■ **Problems and tasks**
1. Reproduce the patch message from "Bootstrapped and tested" through "Enable SImode in FP registers on P7.", renaming "powerpc64-linux" to "ppc64-linux" wherever it occurs.
2. According to the patch message, where does the instruction "fctiw" store its integer output?
— START Extract —
[PATCH-1v2,rs6000] Enable SImode in FP registers on P7 [PR88558]

Message ID 9d7a1744-a01c-b54f-5818-7772f0c06b9b@linux.ibm.com
State Accepted
Headers
Series [PATCH-1v2,rs6000] Enable SImode in FP registers on P7 [PR88558] |

Checks

Context Check Description
snail/gcc-patch-check success Github commit url

Commit Message

HAO CHEN GUI Sept. 4, 2023, 5:33 a.m. UTC
  Hi,
  This patch enables SImode in FP registers on P7. Instruction "fctiw"
stores its integer output in an FP register. So SImode in FP register
needs be enabled on P7 if we want support "fctiw" on P7.

  The test case is in the second patch which implements 32bit inline
lrint.

  Compared to the last version, the main change it to remove disparaging
on the alternatives of "fmr". Test shows it doesn't cause regression.
https://gcc.gnu.org/pipermail/gcc-patches/2023-August/628435.html

  Bootstrapped and tested on powerpc64-linux BE and LE with no regressions.


ChangeLog
rs6000: enable SImode in FP register on P7

gcc/
	PR target/88558
	* config/rs6000/rs6000.cc (rs6000_hard_regno_mode_ok_uncached):
	Enable SImode in FP registers on P7.
	* config/rs6000/rs6000.md (*movsi_internal1): Add fmr for SImode
	move between FP registers.  Set attribute isa of stfiwx to "*"
	and attribute of stxsiwx to "p7".

patch.diff
  

Comments

Kewen.Lin Sept. 12, 2023, 9:33 a.m. UTC | #1
Hi Haochen,

on 2023/9/4 13:33, HAO CHEN GUI wrote:
> Hi,
>   This patch enables SImode in FP registers on P7. Instruction "fctiw"
> stores its integer output in an FP register. So SImode in FP register
> needs be enabled on P7 if we want support "fctiw" on P7.
> 
>   The test case is in the second patch which implements 32bit inline
> lrint.
> 
>   Compared to the last version, the main change it to remove disparaging
> on the alternatives of "fmr". Test shows it doesn't cause regression.
— END Extract —
— START Material shown —
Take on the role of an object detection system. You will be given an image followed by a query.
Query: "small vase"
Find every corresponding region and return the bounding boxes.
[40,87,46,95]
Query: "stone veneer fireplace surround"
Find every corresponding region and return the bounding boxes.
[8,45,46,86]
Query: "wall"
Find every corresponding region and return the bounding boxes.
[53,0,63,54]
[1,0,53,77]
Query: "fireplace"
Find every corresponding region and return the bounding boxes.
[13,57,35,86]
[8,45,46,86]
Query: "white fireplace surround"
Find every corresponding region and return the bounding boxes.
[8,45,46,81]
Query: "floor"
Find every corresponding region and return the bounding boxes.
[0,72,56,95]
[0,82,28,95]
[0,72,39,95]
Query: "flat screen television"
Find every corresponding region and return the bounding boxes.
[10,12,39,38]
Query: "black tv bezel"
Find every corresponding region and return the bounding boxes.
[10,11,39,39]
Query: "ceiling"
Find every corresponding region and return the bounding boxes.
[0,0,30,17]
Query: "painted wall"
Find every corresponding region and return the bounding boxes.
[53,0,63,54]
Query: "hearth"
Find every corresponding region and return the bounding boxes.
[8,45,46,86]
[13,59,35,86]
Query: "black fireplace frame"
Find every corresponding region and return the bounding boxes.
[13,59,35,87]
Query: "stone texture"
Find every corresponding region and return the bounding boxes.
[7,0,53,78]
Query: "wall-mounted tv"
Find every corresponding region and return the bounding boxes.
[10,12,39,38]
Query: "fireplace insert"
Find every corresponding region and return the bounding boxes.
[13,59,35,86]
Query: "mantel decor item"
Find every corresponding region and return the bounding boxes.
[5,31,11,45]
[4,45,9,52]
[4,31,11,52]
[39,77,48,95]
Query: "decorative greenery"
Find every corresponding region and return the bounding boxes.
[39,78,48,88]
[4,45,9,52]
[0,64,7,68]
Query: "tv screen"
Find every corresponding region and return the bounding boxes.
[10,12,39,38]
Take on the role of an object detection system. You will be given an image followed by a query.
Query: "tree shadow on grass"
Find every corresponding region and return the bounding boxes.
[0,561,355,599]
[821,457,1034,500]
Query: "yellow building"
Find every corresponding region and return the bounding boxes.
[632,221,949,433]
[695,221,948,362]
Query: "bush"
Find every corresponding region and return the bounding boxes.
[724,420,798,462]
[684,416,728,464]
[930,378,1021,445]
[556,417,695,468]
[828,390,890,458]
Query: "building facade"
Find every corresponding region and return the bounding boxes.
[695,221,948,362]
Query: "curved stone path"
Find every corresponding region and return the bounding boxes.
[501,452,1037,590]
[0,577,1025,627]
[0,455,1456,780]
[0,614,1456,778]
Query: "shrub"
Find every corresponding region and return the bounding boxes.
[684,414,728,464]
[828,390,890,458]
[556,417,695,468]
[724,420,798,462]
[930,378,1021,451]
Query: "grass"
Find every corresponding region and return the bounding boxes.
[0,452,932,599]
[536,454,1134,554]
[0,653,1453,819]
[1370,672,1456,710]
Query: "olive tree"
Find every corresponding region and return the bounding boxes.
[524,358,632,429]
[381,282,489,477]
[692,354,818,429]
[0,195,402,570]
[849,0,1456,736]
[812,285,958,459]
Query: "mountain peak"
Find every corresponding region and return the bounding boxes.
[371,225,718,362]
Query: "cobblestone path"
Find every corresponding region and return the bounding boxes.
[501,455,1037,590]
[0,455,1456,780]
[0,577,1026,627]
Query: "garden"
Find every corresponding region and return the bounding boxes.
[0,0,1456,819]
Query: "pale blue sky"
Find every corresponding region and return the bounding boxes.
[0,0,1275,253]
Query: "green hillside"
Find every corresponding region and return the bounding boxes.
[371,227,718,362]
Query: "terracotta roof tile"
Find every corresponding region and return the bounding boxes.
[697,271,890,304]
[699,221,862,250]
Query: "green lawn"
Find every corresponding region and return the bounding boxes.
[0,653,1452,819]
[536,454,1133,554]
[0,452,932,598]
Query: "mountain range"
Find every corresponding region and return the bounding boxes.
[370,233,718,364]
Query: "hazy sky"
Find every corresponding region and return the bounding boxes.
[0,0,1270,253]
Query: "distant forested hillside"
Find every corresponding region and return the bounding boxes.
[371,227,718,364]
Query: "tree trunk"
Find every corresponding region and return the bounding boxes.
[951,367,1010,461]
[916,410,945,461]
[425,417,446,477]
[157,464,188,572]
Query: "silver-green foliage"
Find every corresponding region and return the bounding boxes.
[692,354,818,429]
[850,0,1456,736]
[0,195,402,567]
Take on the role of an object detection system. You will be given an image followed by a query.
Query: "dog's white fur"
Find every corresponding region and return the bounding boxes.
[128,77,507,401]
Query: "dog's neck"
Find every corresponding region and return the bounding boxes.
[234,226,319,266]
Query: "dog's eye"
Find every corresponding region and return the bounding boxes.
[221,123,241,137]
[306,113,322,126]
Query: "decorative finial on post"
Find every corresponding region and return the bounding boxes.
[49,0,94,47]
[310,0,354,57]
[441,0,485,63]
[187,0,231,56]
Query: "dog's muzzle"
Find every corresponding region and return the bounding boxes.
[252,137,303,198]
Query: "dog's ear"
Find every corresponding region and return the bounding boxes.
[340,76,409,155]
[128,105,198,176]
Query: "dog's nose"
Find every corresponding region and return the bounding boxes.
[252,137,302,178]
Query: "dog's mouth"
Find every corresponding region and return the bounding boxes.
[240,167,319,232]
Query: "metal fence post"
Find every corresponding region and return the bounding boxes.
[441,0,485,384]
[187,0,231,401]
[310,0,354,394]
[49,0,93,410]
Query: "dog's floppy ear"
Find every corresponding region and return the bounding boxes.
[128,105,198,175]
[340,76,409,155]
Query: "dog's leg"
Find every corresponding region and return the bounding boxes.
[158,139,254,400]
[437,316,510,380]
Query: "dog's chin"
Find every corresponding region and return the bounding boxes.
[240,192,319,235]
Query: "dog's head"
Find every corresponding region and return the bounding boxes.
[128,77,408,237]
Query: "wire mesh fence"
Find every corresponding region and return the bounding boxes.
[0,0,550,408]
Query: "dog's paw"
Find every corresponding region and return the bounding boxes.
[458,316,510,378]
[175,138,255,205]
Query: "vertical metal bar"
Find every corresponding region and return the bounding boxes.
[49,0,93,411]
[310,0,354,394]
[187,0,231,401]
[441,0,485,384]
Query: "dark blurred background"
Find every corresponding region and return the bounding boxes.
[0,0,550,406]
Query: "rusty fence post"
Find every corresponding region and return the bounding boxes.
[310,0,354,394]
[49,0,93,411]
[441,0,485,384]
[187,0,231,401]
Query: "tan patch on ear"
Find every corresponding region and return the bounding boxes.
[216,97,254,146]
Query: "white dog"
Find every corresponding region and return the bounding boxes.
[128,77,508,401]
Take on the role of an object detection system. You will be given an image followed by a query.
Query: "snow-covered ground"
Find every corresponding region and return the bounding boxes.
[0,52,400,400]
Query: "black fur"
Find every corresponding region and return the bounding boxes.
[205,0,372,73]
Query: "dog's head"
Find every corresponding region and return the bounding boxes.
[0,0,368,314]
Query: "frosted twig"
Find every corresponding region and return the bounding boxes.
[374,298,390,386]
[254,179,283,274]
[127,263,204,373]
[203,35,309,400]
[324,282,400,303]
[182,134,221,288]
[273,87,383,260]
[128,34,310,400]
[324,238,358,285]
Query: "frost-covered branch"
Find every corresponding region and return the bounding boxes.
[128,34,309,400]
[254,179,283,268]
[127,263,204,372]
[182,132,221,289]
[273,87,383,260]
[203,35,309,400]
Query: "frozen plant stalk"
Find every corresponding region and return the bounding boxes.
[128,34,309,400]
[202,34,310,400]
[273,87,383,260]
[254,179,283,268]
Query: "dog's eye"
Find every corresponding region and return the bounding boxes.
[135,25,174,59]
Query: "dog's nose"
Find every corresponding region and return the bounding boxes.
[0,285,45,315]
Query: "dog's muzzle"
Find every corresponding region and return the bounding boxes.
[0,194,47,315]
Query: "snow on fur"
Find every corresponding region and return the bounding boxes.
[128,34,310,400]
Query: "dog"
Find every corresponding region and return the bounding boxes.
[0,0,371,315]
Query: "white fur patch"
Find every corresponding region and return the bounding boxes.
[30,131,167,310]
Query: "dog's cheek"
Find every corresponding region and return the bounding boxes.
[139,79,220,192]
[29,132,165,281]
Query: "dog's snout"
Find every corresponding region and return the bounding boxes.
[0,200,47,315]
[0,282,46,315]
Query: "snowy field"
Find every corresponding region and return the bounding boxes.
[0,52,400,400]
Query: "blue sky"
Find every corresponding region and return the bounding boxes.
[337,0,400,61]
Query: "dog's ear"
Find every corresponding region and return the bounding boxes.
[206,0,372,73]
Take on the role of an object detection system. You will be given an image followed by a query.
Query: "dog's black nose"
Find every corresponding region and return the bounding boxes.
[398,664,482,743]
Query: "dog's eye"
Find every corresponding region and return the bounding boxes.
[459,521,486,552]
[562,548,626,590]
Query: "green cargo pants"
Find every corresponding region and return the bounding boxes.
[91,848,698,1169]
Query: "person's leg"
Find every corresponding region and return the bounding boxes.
— END Material shown —
■ **Answers given**
1.
Bootstrapped and tested on ppc64-linux BE and LE with no regressions.


ChangeLog
rs6000: enable SImode in FP register on P7

gcc/
	PR target/88558
	* config/rs6000/rs6000.cc (rs6000_hard_regno_mode_ok_uncached):
	Enable SImode in FP registers on P7.

2. In an FP register.